[WRITTEN INSTRUCTION]: Produce an exact copy of the lines from the line containing "form: [940, 869]." through the last line of the listing below, both ends included, and nothing else.

[STORED DATA]:
------------------------------

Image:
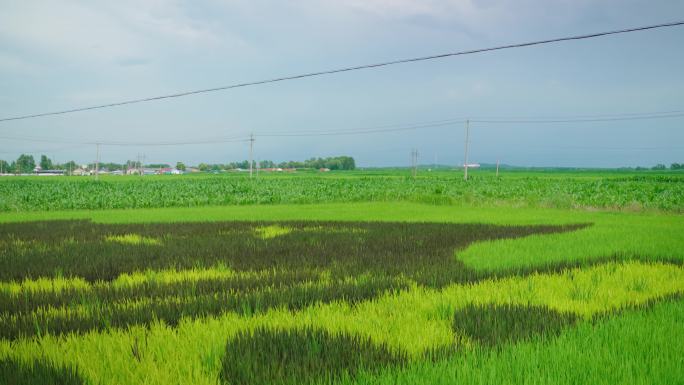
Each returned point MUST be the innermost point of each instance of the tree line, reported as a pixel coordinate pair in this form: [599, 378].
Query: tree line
[25, 164]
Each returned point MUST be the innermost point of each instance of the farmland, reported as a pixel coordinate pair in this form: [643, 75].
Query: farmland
[611, 190]
[350, 278]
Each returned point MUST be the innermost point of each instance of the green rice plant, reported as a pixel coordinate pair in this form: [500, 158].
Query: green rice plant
[493, 324]
[105, 251]
[559, 190]
[38, 371]
[635, 348]
[301, 356]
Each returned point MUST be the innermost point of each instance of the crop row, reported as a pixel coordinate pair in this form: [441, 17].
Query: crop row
[423, 251]
[664, 193]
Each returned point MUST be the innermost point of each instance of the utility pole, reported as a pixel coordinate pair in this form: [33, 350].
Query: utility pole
[251, 153]
[414, 163]
[465, 161]
[97, 162]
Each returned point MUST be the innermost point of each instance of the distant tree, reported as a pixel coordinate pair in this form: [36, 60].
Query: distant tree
[70, 166]
[266, 164]
[25, 163]
[45, 162]
[5, 167]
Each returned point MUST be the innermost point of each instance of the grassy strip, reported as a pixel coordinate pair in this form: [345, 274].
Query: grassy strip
[634, 348]
[493, 325]
[15, 372]
[641, 238]
[414, 321]
[26, 194]
[293, 357]
[422, 251]
[612, 236]
[87, 313]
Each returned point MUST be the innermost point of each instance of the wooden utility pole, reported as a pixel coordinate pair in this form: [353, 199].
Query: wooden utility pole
[97, 162]
[465, 161]
[251, 153]
[414, 163]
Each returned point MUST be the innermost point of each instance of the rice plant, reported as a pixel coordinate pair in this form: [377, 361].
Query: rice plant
[301, 356]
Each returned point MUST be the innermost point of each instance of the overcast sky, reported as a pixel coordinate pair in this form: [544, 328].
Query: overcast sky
[63, 54]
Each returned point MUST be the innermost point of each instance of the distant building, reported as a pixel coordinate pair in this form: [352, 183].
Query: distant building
[80, 172]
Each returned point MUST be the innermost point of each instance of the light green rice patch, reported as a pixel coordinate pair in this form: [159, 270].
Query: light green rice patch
[416, 321]
[272, 231]
[133, 239]
[57, 284]
[334, 230]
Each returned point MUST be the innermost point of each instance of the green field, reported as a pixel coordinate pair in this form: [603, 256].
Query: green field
[344, 278]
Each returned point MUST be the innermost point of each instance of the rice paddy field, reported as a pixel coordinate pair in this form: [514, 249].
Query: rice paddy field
[347, 278]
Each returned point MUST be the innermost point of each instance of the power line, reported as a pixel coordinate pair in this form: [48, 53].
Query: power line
[372, 129]
[124, 144]
[347, 69]
[579, 120]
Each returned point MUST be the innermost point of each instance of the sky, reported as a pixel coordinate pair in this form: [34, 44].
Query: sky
[58, 55]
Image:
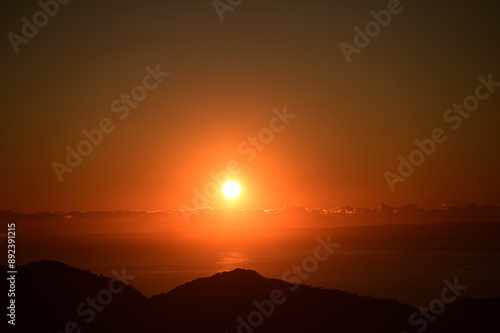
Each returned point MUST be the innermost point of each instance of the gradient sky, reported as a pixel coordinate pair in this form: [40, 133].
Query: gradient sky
[352, 120]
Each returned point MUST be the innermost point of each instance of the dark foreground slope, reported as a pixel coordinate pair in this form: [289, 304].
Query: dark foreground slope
[52, 297]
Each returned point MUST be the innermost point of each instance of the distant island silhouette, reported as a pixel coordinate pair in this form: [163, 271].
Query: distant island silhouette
[53, 297]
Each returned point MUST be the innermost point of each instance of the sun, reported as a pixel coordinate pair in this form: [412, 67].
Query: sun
[231, 190]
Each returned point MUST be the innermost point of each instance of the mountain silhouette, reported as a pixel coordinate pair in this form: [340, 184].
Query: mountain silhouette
[53, 297]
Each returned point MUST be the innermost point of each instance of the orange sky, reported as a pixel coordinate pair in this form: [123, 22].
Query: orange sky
[351, 122]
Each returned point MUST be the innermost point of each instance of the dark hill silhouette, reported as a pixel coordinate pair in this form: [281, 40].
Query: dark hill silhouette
[49, 293]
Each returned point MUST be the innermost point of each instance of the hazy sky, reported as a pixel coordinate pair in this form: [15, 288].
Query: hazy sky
[350, 122]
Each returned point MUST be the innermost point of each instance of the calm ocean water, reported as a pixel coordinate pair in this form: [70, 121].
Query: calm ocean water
[407, 263]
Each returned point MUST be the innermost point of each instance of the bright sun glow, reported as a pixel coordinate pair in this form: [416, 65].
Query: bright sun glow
[231, 189]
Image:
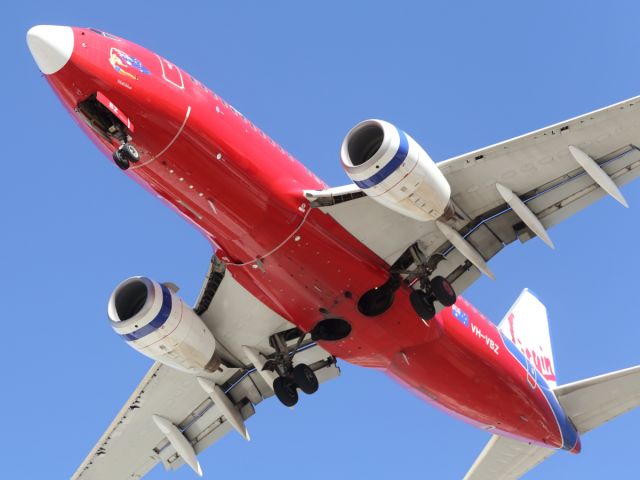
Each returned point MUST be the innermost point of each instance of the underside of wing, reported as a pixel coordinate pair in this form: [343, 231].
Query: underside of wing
[594, 401]
[135, 441]
[516, 189]
[506, 459]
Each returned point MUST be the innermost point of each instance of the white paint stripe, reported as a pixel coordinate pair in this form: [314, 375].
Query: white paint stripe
[162, 152]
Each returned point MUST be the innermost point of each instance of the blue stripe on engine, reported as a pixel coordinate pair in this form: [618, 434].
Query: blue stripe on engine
[568, 431]
[159, 320]
[389, 168]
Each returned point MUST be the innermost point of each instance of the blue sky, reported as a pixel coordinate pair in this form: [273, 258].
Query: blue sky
[456, 77]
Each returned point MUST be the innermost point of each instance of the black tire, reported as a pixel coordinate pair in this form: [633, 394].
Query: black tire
[285, 390]
[422, 304]
[120, 160]
[130, 152]
[305, 378]
[443, 291]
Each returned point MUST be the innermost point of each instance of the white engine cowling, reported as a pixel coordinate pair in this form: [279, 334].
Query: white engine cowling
[390, 167]
[156, 322]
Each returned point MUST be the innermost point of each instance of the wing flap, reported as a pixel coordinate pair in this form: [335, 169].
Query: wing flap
[594, 401]
[506, 459]
[538, 167]
[133, 444]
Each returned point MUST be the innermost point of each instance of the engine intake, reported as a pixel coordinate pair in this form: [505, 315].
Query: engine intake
[153, 320]
[390, 167]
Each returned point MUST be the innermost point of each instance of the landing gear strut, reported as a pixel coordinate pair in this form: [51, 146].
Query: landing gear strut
[125, 155]
[290, 378]
[430, 289]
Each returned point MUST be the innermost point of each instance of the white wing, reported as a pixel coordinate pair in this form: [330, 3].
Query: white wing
[506, 459]
[594, 401]
[537, 166]
[133, 444]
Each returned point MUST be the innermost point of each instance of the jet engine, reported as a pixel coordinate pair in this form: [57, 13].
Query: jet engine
[152, 319]
[390, 167]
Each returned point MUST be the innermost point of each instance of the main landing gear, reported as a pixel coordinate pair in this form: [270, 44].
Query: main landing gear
[125, 155]
[430, 289]
[379, 300]
[290, 378]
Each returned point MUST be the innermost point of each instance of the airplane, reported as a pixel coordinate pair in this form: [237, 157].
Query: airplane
[303, 274]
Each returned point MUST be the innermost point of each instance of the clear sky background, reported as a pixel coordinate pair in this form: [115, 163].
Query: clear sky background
[456, 77]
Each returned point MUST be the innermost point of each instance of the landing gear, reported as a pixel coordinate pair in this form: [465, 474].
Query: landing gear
[285, 390]
[290, 378]
[443, 291]
[126, 155]
[430, 289]
[422, 304]
[305, 379]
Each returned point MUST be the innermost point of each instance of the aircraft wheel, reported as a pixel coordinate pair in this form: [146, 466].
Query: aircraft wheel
[422, 304]
[120, 160]
[305, 378]
[130, 152]
[376, 301]
[285, 390]
[443, 291]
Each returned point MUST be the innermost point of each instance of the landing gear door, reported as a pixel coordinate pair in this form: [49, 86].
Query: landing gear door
[171, 73]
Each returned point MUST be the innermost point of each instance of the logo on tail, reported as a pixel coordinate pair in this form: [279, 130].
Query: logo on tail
[527, 326]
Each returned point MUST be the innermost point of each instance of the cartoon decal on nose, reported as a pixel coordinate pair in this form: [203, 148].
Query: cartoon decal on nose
[123, 63]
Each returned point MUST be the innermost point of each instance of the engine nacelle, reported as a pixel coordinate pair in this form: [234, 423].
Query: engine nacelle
[156, 322]
[390, 167]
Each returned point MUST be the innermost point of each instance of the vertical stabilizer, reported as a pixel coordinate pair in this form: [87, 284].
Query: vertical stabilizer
[527, 326]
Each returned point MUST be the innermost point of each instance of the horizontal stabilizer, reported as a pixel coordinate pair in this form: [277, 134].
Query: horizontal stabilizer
[507, 459]
[594, 401]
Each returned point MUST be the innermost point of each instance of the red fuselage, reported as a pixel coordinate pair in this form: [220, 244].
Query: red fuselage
[245, 193]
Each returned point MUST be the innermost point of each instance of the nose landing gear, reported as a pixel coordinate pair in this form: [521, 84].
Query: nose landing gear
[431, 289]
[125, 155]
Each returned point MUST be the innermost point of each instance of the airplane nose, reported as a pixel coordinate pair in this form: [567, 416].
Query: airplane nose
[51, 46]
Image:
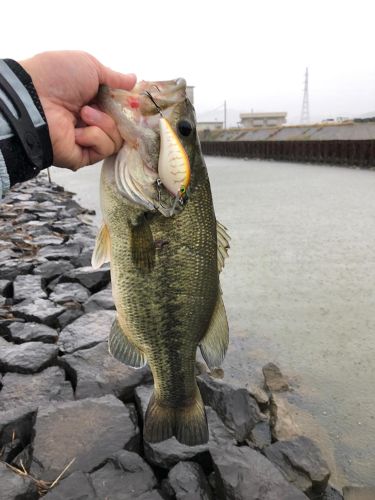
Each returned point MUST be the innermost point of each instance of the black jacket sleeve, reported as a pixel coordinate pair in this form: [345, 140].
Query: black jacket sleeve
[15, 165]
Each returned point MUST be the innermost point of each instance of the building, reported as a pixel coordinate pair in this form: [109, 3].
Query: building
[251, 120]
[202, 126]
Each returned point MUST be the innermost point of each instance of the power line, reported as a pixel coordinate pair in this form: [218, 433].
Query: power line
[305, 112]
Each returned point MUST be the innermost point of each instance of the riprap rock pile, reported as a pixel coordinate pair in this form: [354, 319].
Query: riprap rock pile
[67, 406]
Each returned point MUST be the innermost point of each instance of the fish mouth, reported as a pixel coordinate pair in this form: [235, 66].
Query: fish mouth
[137, 114]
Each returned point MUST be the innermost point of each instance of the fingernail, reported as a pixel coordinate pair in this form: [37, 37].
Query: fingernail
[91, 113]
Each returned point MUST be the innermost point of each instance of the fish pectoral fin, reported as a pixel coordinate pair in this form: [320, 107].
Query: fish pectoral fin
[101, 253]
[142, 246]
[223, 239]
[214, 344]
[123, 349]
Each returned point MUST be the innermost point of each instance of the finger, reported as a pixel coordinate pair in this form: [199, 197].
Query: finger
[96, 143]
[116, 80]
[94, 117]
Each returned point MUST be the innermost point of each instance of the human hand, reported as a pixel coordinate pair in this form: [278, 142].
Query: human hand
[66, 83]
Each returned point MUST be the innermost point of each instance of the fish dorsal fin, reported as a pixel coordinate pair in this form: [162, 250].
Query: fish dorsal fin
[123, 349]
[102, 250]
[223, 239]
[214, 344]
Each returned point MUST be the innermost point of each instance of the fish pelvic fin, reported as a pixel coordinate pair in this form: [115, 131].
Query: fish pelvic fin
[102, 250]
[223, 240]
[143, 247]
[187, 423]
[214, 344]
[123, 349]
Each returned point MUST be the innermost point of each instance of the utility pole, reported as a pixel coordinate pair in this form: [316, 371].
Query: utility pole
[305, 112]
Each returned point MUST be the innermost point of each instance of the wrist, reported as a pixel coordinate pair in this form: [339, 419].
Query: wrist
[26, 143]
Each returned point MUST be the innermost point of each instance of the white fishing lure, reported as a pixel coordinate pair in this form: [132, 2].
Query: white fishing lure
[174, 166]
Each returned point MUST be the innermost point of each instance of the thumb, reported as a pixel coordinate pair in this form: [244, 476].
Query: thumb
[116, 80]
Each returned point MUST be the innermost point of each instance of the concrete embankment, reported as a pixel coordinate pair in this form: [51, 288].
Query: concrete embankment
[349, 143]
[67, 406]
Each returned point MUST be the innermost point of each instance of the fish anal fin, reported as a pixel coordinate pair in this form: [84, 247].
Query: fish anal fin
[123, 349]
[188, 423]
[223, 239]
[142, 246]
[214, 344]
[102, 250]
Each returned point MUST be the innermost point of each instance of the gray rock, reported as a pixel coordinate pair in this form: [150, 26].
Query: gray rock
[69, 292]
[16, 423]
[86, 331]
[89, 430]
[43, 240]
[100, 300]
[301, 463]
[67, 226]
[93, 279]
[283, 424]
[188, 482]
[260, 435]
[24, 218]
[40, 310]
[56, 252]
[168, 453]
[12, 268]
[68, 316]
[258, 394]
[32, 390]
[16, 487]
[52, 269]
[125, 476]
[84, 258]
[329, 494]
[30, 357]
[95, 373]
[32, 332]
[359, 492]
[77, 486]
[245, 474]
[274, 380]
[238, 410]
[5, 288]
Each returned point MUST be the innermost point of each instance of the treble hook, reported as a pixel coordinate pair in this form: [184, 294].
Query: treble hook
[153, 101]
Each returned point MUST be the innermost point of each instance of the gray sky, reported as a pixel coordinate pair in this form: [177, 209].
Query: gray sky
[251, 54]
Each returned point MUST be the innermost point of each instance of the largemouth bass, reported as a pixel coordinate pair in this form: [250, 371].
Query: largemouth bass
[166, 251]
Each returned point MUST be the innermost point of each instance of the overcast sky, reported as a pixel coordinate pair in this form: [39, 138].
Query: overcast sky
[251, 54]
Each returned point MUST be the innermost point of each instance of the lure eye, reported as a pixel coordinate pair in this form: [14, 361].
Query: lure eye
[184, 128]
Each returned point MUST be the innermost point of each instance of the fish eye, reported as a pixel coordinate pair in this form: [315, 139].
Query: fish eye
[184, 128]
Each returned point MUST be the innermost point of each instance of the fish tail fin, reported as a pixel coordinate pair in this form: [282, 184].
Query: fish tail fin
[159, 421]
[191, 422]
[187, 423]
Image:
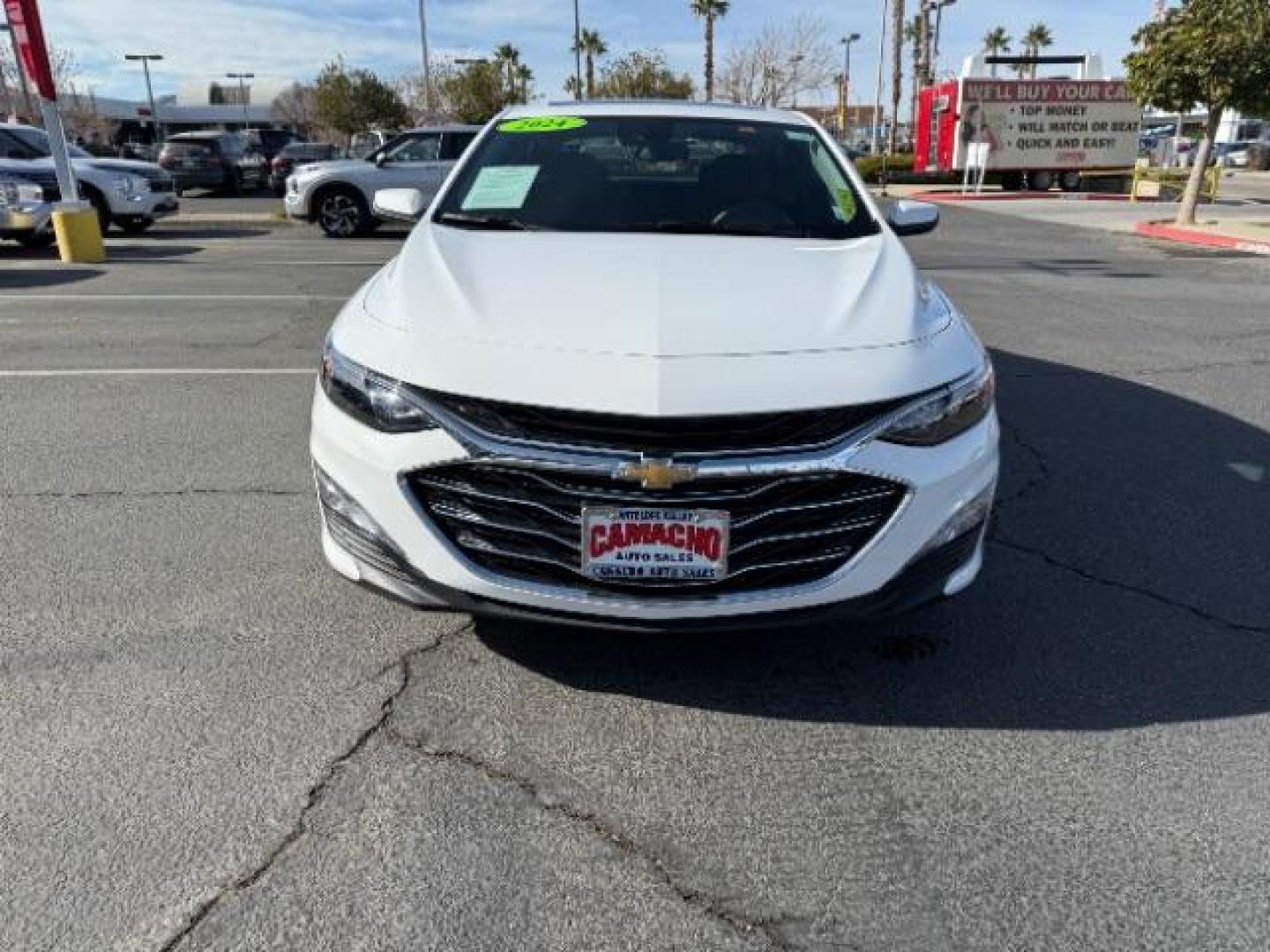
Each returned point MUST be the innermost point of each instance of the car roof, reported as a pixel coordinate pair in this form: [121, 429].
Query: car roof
[661, 108]
[452, 127]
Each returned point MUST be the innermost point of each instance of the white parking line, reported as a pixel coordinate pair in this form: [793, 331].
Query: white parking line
[170, 372]
[8, 299]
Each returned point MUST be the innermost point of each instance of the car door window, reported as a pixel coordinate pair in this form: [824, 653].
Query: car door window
[415, 149]
[455, 145]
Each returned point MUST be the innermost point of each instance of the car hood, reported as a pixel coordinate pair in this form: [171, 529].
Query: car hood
[649, 294]
[654, 324]
[123, 165]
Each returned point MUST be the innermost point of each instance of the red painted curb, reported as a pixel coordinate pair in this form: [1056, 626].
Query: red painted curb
[1185, 236]
[1021, 197]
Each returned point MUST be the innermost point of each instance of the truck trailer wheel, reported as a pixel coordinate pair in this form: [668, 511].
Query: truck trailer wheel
[1041, 181]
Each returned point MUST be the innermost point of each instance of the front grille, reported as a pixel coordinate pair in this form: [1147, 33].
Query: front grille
[527, 524]
[664, 435]
[45, 178]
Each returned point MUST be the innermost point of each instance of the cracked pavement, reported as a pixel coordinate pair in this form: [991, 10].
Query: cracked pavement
[213, 743]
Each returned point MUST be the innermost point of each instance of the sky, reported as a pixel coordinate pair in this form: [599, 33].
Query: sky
[202, 40]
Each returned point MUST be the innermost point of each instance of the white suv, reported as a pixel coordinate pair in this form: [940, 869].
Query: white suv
[338, 195]
[126, 193]
[648, 365]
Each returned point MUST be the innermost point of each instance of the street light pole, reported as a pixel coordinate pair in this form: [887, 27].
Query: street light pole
[150, 93]
[882, 57]
[22, 77]
[846, 80]
[427, 60]
[577, 48]
[242, 78]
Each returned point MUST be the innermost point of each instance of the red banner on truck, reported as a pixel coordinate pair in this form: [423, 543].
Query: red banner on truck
[29, 36]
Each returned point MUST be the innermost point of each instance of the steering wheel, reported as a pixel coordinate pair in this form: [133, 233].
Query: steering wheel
[755, 213]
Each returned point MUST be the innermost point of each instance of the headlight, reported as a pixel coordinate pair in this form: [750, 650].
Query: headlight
[20, 193]
[947, 412]
[370, 398]
[130, 184]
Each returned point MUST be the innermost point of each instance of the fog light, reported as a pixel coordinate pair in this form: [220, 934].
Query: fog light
[968, 516]
[337, 501]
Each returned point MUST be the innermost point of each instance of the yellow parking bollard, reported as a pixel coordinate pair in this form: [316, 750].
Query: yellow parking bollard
[79, 234]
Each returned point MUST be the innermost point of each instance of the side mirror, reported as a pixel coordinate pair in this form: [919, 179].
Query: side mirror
[400, 204]
[914, 217]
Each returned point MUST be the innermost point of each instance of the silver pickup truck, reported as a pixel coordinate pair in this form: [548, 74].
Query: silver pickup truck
[340, 196]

------------------------------

[EXPECTED ANSWER]:
Each returned point MUST be the innermost point of each instance of the white suv, reported as a pixel coordinate pair in this form: [940, 869].
Query: white suv
[338, 195]
[126, 193]
[648, 365]
Each returned point MUST be the innermost point of each instance of the street light pole, reported as a pixel coordinate pair in this form: [887, 27].
Query: street light pole
[150, 93]
[882, 57]
[22, 77]
[846, 80]
[427, 60]
[577, 48]
[242, 78]
Each returned point MUST be the innermost point of each instance of the red banner on truck, reported as a pixel coordinate pair in this form: [423, 543].
Query: red banner on truck
[29, 36]
Each returned point MUST be the innermost point of each instance of the steering wheel, reported as a pixel coordinate pair in this form: [133, 233].
Query: steering wheel
[755, 213]
Each returned point MUST be the innermost point of each instance of the headlight, reported as a pixel coordinate pair in this form: [750, 650].
Query: headlight
[20, 193]
[947, 412]
[370, 398]
[130, 184]
Each returned point MUST be the innermost point of each instance of the fog light, reported as a pixel coordinate pair in this form: [220, 934].
Query: fog light
[968, 516]
[337, 501]
Each returned point MUST be the innermost point of each instance of the yellow parking bollard, reported as a pixel coordinate pair in this form: [316, 750].
Query: yellow parking bollard
[79, 234]
Each returned point MUST be the innermost point of each instance of the side mirror, reported as a pixel coordinate pair in this form: [919, 179].
Query: side mirror
[400, 204]
[914, 217]
Each returned point MUST be the innermost point of each instance of the silver pickup truck, reported as a pixel coordinate pair in this form: [548, 74].
Query: silver pickup truck
[340, 196]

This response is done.